------ PROVIDED DATA ------

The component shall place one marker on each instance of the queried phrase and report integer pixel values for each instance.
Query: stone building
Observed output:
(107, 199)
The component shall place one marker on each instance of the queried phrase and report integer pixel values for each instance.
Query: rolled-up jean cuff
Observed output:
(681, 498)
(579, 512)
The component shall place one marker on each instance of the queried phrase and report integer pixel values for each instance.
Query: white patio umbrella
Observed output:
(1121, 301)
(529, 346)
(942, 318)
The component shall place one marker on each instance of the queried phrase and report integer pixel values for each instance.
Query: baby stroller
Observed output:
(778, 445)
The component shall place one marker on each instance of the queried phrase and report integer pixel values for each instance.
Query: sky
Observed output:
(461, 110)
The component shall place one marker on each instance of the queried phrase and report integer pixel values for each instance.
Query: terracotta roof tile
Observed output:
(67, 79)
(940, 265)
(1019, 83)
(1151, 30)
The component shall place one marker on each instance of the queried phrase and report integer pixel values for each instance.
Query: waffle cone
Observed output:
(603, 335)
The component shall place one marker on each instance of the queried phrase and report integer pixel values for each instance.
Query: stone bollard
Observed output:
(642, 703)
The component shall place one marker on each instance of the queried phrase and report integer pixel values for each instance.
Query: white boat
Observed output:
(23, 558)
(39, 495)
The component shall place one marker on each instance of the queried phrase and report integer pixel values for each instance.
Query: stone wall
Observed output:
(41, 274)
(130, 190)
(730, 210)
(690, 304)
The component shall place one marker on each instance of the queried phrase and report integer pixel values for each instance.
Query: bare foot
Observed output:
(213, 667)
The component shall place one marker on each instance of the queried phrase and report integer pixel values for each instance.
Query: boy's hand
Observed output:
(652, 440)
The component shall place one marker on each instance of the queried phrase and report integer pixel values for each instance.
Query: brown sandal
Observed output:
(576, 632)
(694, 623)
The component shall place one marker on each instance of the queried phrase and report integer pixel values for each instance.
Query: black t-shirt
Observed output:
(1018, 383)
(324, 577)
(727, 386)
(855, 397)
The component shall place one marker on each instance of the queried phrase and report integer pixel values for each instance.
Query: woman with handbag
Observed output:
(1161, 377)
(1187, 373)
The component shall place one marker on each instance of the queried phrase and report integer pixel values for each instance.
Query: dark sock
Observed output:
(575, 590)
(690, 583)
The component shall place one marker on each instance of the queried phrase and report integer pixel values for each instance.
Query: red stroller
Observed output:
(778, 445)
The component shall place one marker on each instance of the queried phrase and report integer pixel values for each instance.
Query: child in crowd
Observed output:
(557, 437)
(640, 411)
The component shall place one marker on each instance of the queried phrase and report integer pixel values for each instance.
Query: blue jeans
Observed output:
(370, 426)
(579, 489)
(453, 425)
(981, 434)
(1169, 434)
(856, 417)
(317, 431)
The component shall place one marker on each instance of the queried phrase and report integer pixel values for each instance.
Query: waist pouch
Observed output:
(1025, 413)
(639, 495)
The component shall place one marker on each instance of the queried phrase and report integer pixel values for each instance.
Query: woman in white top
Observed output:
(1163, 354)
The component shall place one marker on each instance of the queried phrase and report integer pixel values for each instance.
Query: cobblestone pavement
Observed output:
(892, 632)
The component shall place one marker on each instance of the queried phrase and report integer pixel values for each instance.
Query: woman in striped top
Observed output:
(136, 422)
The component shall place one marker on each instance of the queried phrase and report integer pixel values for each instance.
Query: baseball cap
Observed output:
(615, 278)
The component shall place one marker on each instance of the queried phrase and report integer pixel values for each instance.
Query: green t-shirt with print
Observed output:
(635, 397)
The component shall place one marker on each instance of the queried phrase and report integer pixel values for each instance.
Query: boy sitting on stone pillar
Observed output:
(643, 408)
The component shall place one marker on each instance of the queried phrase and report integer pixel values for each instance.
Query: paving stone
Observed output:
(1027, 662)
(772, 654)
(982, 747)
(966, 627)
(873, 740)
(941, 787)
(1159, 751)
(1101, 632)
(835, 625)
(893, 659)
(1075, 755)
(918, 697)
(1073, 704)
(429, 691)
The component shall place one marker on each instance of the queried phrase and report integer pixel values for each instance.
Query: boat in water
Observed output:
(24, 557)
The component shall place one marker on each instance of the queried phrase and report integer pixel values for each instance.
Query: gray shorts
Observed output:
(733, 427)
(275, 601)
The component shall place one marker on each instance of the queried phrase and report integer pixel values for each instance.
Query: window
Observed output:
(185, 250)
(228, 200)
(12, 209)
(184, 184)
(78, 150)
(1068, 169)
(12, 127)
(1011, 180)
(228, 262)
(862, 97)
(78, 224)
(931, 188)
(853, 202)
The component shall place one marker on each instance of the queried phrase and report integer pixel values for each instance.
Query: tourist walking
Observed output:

------

=== WORK TO BE COMPLETED ===
Please return the data above exactly as given.

=== ANSWER TO THE PROBLEM ===
The component shall place one marker on each instance of the queried phrase and report integer pixel values for each instance.
Query: stone building
Observed output:
(107, 199)
The component shall place one marker on each instance of the queried phrase and report integer pixel values for each instance.
Query: rolled-up jean cuff
Observed output:
(681, 498)
(579, 512)
The component shall place one marker on each instance of the queried phrase and report integer pixel values for each instance.
Query: white patio umbrella
Observed output:
(1121, 301)
(529, 346)
(942, 318)
The component shall place one marker on each instance of the queried phrase and report integer pixel values for each instance.
Query: baby stroller
Observed output:
(778, 445)
The component shall place one marker on each instance of the queried phrase and report integer pixel values for each instance.
Query: sky
Observed output:
(461, 110)
The component shall place one marker on each instance of the queried phrase and report integer pixel values for each instance.
Query: terracotta roof tile
Observed output:
(67, 79)
(940, 265)
(1019, 83)
(1151, 30)
The component shall place one marker on each instance of the queried phrase and report integer pixel values for each instance.
Query: waffle cone
Observed output:
(603, 335)
The component shall place one marker on each instance of the queried phrase and report integer pixel values for each instance.
Query: stone bollard
Observed output:
(642, 703)
The component shall place one marker on each instance of the queried phrase and report integer pixel values for each instance.
Query: white boat
Observed output:
(23, 558)
(39, 495)
The component shall place one marker on each instance of the queried phrase and report integer pixel values for each instance.
Query: stone wall
Observed output:
(41, 274)
(130, 190)
(730, 210)
(690, 304)
The component shall place one marker on each instance of the queried phrase and report integer pixel values for each instance.
Query: bare foot
Observed output:
(213, 667)
The component shall place one marker on each instance of the queried phrase and report integer pixel values for each instance.
Query: boy's hand
Observed output:
(652, 440)
The component shall place one marker on each instance of the queried phrase and report integer pixel values for each instance.
Query: brown sandal
Observed output:
(576, 632)
(694, 623)
The component shall place one marker on each instance of the queried phrase and report integer pixel values for each instance.
Query: black t-shirt
Observed output:
(1018, 383)
(324, 577)
(727, 386)
(855, 397)
The component shall place one marker on each instance of the queried phrase and report integer pixel values for each instance.
Query: woman with handbag
Observed output:
(1161, 377)
(1187, 373)
The component shall place one marker on each instance of the queried phrase and report integer pixel values for each instance.
Query: dark sock
Observed output:
(575, 590)
(690, 583)
The component shall place one marker on each instance of the queried phrase and report integer pixel values for each instance.
Query: red stroller
Observed output:
(778, 445)
The component shall place one marker on each instance of the queried phrase and report integer pixel values for each instance.
Query: child in crowd
Observed output:
(557, 437)
(640, 411)
The component shall place one marker on each instance of the queried phrase and report integer pixel values for each instance.
Query: blue jeans
Observed output:
(370, 426)
(579, 489)
(453, 425)
(981, 434)
(1169, 434)
(856, 417)
(317, 431)
The component shall place one marker on each instance of the queried phrase and report integer pixel values for each instance.
Query: waist pouch
Observed output:
(1025, 413)
(639, 495)
The component shall place one marker on each instance of the queried phrase and report integer pixel values for each instance.
Query: woman in white top
Observed output:
(1163, 354)
The component shall place one marker on each instance of the queried phrase and report integer pixel values for each instance.
Query: cobblestone pavement
Observed output:
(892, 632)
The component shall place one marker on each instance of the queried phrase and report integer pixel values for each instance.
Query: woman in striped top
Observed output:
(136, 422)
The component shall place one marker on each instance of the queried phrase and report integer pixel values for each instance.
Query: baseball cap
Observed output:
(615, 278)
The component shall place one marker on each instance of the queried phrase and report integer pixel values for each instance.
Query: green t-shirt with print
Observed output:
(635, 397)
The component shall place one marker on each instance of the queried phrase and report integer pixel values for each instance.
Query: boy sitting on stone pillar
Observed output:
(643, 408)
The component shall place one marker on each instance of the queried phrase and report integer pixel values for each instance.
Query: paving stone
Observed output:
(1027, 662)
(772, 654)
(982, 747)
(966, 627)
(873, 740)
(941, 787)
(1159, 751)
(1101, 632)
(835, 625)
(893, 659)
(1075, 755)
(918, 697)
(1073, 704)
(429, 691)
The component shall place one marker on each instance of the queried phrase and report integer pixel values for each instance.
Query: boat in water
Observed output:
(24, 557)
The component shall place one marker on each instance of the queried phrase and report integer pixel values for each instance.
Query: gray shorts
Observed output:
(733, 427)
(275, 601)
The component shall place one marker on each instance of the queried phrase and report integer pixel values for each instance.
Query: window
Observed output:
(185, 250)
(228, 200)
(12, 209)
(184, 184)
(78, 150)
(1068, 169)
(12, 127)
(1011, 180)
(228, 262)
(862, 97)
(78, 224)
(931, 188)
(853, 202)
The component shall place one marker on each instance of the queried phrase and report integer pixel values for each instance.
Query: tourist walking
Observed output:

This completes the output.